▶ _Supplied passage_
Snowflake ML¶

Feature store¶

consists of entities and feature views
entities are the base objects that contain the source data
- specifies join keys

Feature View¶

feature views are the features exposed for ML pipelines
feature views are versioned
feature views generally have transformations applied to data sources continuously
- can be declarative (uses dynamic tables under-the-covers), or custom pipeline (e.g. dbt)
can be created using snowpark dataframes:

order_ts_fv = order_lineitem.analytics.time_series_agg(
  aggs={"ORDER_TOTAL": ["SUM", "COUNT"]},
  windows=["-3MM", "-6MM"],
  sliding_interval="1D",
  group_by=["O_CUST_KEY"],
  time_col="ORDER_DATE",
)

multiple feature views are joined using ASOF JOIN because each feature might have been updated at different time

Model Registry¶

is a collection of models and their versions.

▶ _Direction_
Carry on the notes on Snowflake ML from the point where they stop, after the line about the model registry.

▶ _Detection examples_
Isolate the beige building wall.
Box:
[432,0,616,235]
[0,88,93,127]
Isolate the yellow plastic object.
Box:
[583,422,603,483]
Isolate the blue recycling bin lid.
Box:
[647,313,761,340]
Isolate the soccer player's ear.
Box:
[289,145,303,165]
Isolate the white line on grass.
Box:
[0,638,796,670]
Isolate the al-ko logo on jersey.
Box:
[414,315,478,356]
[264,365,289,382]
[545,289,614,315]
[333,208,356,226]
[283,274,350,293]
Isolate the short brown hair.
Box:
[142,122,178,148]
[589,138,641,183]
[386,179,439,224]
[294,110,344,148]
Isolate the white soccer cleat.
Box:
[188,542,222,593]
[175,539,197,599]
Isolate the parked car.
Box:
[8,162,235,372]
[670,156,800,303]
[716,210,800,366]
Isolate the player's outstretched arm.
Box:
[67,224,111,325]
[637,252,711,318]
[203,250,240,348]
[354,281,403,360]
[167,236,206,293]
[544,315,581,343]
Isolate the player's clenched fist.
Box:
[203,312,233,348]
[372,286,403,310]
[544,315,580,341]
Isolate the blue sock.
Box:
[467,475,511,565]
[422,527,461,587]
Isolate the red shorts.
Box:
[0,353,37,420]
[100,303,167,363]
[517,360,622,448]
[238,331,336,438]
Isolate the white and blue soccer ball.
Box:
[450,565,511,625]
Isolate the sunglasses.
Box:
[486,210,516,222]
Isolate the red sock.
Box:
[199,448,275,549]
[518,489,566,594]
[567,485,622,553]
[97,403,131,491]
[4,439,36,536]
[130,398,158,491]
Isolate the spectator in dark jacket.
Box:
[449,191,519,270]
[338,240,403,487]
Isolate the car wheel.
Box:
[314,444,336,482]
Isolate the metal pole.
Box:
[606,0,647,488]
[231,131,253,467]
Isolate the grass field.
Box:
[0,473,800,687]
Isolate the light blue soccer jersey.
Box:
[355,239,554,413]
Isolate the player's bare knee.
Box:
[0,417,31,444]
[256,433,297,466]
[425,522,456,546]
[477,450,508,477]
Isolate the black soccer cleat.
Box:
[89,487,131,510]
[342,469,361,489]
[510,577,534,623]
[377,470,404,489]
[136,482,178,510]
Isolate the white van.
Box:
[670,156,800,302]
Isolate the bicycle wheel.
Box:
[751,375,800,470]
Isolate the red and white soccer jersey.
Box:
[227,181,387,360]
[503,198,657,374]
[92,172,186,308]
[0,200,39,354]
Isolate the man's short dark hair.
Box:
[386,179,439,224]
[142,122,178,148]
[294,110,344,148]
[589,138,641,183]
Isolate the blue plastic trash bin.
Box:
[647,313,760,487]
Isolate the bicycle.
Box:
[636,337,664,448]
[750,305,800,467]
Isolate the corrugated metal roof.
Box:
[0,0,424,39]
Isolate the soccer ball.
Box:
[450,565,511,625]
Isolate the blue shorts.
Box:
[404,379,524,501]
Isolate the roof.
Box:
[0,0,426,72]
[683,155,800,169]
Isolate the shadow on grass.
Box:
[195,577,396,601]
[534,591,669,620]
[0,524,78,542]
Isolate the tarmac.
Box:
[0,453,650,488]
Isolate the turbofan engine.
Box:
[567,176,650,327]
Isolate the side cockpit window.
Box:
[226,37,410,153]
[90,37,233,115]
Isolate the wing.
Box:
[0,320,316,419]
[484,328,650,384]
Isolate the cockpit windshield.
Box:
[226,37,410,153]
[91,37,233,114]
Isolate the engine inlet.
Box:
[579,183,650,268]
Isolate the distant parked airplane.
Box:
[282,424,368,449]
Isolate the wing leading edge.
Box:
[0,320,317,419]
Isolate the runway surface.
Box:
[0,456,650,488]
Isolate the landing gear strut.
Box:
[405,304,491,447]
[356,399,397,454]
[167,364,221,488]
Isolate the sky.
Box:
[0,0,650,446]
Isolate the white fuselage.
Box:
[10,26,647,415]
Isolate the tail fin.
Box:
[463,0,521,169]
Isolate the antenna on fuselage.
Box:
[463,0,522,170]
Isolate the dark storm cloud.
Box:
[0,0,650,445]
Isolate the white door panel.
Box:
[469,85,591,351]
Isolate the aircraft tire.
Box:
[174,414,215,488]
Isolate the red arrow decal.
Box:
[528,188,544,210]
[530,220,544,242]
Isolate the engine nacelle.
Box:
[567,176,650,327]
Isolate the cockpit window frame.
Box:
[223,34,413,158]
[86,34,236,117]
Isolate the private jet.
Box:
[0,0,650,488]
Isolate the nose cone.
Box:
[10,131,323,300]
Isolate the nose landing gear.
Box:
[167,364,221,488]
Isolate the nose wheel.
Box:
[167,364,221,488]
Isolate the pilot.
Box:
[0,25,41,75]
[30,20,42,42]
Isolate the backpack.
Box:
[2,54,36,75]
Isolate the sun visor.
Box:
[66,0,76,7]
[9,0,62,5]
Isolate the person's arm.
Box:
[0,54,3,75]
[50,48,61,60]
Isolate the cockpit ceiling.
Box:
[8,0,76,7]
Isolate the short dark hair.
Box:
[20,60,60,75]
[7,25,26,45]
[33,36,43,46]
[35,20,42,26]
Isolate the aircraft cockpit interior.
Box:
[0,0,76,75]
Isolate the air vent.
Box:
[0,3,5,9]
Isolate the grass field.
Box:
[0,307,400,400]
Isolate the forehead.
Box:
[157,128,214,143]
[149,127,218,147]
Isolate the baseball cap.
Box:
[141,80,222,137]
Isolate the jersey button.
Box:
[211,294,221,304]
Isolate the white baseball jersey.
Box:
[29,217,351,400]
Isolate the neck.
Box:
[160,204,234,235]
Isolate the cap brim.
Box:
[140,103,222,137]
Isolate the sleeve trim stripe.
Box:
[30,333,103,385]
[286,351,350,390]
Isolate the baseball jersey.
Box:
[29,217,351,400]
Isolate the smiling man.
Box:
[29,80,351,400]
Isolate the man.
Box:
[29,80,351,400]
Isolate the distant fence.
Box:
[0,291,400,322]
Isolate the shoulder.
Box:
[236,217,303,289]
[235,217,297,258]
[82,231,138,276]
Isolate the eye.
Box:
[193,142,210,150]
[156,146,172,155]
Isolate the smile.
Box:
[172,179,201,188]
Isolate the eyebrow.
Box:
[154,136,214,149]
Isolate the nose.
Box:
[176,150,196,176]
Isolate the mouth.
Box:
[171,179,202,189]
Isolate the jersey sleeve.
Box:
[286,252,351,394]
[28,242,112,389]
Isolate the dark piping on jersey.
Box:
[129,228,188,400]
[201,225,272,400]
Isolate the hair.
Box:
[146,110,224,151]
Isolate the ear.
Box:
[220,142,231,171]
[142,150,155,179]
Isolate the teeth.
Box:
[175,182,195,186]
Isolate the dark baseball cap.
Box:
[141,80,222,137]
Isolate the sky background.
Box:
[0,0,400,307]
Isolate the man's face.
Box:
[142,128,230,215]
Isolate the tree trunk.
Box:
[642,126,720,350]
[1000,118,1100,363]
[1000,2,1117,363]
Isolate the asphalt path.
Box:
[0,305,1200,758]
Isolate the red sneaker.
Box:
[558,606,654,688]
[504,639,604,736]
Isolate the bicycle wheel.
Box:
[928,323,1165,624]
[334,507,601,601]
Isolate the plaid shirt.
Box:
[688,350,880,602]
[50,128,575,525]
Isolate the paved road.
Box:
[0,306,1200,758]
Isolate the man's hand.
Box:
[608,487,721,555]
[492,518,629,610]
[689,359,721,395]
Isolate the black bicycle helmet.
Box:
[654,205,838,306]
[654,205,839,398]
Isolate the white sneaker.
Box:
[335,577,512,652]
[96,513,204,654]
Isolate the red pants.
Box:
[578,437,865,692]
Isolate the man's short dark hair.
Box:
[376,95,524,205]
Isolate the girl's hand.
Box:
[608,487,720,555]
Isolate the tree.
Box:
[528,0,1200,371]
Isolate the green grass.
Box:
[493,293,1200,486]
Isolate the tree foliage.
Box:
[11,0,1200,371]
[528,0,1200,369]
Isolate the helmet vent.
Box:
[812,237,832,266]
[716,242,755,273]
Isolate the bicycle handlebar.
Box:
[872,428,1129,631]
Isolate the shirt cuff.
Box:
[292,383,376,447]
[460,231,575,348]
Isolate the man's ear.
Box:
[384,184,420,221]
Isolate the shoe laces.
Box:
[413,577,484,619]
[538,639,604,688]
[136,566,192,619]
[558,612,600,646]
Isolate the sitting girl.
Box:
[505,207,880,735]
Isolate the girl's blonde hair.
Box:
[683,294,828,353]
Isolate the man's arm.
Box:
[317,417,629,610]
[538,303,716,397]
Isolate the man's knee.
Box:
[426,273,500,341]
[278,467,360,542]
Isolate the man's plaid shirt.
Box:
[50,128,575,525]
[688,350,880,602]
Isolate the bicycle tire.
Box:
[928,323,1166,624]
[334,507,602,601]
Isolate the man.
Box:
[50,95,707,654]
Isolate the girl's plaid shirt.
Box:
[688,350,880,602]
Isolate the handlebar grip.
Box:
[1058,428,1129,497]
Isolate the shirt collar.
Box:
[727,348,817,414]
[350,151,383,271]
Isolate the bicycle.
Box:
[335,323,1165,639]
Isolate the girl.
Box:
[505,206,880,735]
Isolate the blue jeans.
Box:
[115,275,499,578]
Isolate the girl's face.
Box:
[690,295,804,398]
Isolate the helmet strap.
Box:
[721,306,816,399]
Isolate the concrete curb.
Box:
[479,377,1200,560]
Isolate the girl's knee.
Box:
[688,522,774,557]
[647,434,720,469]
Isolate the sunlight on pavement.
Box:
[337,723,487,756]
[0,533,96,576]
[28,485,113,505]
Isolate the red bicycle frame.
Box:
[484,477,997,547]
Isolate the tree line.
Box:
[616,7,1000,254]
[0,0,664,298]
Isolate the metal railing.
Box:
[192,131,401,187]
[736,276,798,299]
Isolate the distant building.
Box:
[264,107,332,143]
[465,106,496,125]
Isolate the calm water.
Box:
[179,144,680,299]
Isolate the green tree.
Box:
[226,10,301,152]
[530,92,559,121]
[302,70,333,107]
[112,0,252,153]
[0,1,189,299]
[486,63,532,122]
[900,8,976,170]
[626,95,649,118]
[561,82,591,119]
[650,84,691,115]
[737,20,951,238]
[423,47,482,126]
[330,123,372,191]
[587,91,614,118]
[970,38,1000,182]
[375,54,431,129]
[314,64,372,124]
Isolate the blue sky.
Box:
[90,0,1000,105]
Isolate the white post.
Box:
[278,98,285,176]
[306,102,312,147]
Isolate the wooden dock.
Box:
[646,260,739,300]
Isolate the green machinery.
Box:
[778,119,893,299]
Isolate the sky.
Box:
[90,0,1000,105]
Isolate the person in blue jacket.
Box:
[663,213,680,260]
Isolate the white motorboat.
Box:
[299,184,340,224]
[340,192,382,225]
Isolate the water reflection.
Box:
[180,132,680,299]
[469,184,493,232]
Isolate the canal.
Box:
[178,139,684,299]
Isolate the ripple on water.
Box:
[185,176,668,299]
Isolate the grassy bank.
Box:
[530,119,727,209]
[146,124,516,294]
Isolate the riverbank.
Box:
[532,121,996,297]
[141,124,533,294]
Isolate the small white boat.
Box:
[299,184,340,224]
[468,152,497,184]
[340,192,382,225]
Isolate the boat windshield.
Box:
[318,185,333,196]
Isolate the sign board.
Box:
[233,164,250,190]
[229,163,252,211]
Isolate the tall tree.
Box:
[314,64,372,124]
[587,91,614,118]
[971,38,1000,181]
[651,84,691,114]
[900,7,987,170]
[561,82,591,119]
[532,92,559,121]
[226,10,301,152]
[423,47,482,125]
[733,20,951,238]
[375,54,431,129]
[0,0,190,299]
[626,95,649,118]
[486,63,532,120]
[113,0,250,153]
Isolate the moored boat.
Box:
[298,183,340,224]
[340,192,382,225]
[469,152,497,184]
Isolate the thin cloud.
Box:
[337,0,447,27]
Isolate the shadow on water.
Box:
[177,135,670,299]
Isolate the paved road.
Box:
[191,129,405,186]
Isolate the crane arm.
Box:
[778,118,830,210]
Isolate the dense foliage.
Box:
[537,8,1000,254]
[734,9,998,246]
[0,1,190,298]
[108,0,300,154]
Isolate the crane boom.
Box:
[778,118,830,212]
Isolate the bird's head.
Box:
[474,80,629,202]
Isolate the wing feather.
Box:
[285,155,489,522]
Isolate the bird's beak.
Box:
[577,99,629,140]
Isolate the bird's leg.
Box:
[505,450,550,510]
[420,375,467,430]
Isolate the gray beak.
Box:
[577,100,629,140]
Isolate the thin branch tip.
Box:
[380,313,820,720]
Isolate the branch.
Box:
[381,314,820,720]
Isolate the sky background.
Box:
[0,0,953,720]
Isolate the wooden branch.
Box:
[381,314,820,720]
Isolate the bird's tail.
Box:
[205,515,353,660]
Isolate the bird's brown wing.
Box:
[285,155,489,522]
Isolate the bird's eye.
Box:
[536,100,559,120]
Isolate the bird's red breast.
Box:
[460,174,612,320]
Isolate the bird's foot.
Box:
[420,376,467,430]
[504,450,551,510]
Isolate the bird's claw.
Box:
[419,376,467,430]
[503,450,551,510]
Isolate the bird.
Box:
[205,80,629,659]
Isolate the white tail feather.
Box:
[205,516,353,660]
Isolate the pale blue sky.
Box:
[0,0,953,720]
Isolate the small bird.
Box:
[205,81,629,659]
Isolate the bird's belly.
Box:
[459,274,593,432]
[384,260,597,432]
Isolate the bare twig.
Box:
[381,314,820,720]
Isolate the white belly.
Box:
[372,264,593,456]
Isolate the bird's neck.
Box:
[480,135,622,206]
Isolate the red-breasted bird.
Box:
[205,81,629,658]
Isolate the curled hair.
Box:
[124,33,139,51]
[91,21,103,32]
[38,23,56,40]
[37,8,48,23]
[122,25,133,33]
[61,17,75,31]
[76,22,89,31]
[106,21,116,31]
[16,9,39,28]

▶ _Answer to this problem_
maps to a specific database and schema
model can be run in either warehouse or SPCS compute pool or both.

Model¶

A first-class schema level object that is managed within Snowflake
- sample_input_data helps Snowflake learn the function signature
It is versioned, that is, a single model can have multiple versions
- a version is an identifier; it can optionally have one alias as an alternate name, or tags
- only one version can be the default version
Can be stored using Registry.log_model method
models can be created within Snowflake or imported
models can be copied

Dataset¶

First-class schema-level, versioned, materialized snapshot of data
immutable, designed specifically for ML workloads
stored as parquet files on internal stage (Ref: Feature Store training 9/20/2024)

from snowflake.ml import dataset
ds = dataset.create_from_dataframe(sess, "my_dataset", "v1", input_dataframe=df)

Data connectors¶

load data in parallel in containers
can load data from either Snowpark dataframes or datasets
BP: Use dataframes during Dev and datasets in production

from snowflake.ml.data.data_connector import DataConnector
from snowflake.snowpark.context import get_active_session
from snowflake.ml import dataset

df = get_active_session().table("my_table")
dc1 = DataConnector.from_dataframe(df)
ds = dataset.Dataset.load(sess, "my_dataset").select_version("v1")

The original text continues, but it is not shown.